# P & S Sighting



## distant.star (Apr 25, 2015)

.
I was shooting a street event today when I saw a man pull a point & shoot camera from his pocket and start taking pictures.

Surprised, I asked why he was using that instead of a cell phone.

His response...

"The card in my cell phone is full."


----------



## Valvebounce (Apr 26, 2015)

Hi distant.star. 
That's funny, almost a priceless quote. Thanks for the laugh. 

Cheers, Graham. 



distant.star said:


> .
> I was shooting a street event today when I saw a man pull a point & shoot camera from his pocket and start taking pictures.
> 
> Surprised, I asked why he was using that instead of a cell phone.
> ...


----------



## Mt Spokane Photography (Apr 27, 2015)

People like to carry all their photos around in their cell phones or on cards in their P&S cameras. There are lots of cloud apps for backing up, but I still see people who have lost their camera or cell phone begging for someone to return it because all of their photos of their children were on it and not backed up.


----------



## ishdakuteb (Apr 27, 2015)

just want to share...

http://petapixel.com/2015/04/25/crappy-gear-amazing-photos-using-an-old-canon-powershot-to-capture-dreamy-landscapes/

and

https://500px.com/MeaganVBlazier

note: all done by p&s


----------



## Mt Spokane Photography (Apr 27, 2015)

# Data supplied
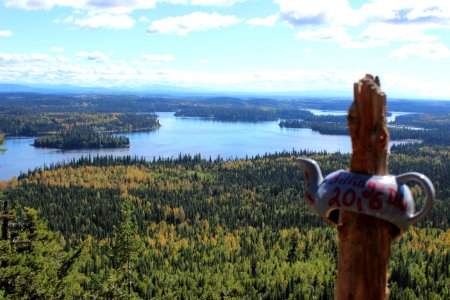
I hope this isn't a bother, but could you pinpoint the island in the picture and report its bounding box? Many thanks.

==

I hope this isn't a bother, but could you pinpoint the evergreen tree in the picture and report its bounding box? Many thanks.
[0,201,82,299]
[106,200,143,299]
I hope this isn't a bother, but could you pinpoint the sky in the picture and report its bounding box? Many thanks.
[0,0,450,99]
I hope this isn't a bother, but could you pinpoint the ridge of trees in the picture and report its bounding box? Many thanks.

# To-do list
1 > In the point & shoot forum thread, what reason did the man at the street event give for using a point & shoot camera instead of a cell phone?
2 > Extend the point & shoot forum thread past its final line.

# Task-by-task outputs
1 > The card in his cell phone was full.

2 >
ishdakuteb said:


> just want to share...
> 
> http://petapixel.com/2015/04/25/crappy-gear-amazing-photos-using-an-old-canon-powershot-to-capture-dreamy-landscapes/
> 
> ...



You are drawing attention to what we do not want to hear 

The subject and composition are 99% of the image value. All cameras can generally produce good images, and technically perfect images are nice, but most would grade a image on the composition and subject.


----------



## ishdakuteb (Apr 27, 2015)

Mt Spokane Photography said:


> ishdakuteb said:
> 
> 
> > just want to share...
> ...



1. so you suggest my sharing is not something that others want to see. i can delete it if it is not interested.
2. "all cameras can generally produce good images" <- agree, but not many people see it this way, glad you see it this way!!!...
3. "most would grade a image on the composition and subject" <- so base on your eyes, those photos are good or bad? to me, i want to have her visuals and skills...

again, i do not mind to delete my post if it is not interested... sorry, i am a very straight person...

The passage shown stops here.